___ INFORMATION SUPPLIED ___
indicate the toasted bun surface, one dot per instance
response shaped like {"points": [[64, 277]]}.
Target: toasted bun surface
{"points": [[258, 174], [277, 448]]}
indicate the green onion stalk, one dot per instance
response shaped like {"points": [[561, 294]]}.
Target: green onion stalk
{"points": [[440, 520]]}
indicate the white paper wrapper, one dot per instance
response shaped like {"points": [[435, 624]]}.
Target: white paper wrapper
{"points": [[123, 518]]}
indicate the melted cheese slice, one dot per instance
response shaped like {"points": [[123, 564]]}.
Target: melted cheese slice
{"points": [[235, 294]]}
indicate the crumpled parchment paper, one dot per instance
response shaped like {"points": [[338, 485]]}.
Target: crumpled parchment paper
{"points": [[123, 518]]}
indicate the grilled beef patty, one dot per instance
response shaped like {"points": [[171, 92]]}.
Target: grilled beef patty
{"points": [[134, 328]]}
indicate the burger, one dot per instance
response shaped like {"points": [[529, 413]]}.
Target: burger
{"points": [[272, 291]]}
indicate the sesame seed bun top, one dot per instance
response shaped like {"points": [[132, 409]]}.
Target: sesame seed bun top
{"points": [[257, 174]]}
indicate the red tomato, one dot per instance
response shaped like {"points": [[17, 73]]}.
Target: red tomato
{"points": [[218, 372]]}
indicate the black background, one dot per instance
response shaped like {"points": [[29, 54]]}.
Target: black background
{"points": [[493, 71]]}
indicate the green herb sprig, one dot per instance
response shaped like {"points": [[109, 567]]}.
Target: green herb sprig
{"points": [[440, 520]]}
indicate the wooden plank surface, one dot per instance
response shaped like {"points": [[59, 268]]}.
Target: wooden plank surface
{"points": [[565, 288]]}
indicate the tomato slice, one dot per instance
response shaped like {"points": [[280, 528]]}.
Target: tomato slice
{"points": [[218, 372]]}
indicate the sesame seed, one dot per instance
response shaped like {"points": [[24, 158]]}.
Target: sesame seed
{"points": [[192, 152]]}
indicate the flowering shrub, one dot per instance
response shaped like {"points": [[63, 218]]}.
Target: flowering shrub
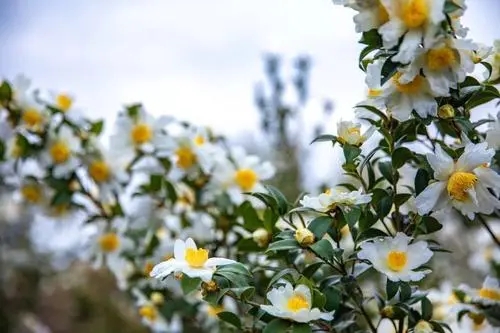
___
TASK DETAILS:
Collect every line of the records above that contains the word "patty", and copy each one in full.

REPLY:
indicate the grilled beef patty, one dot per instance
Target: grilled beef patty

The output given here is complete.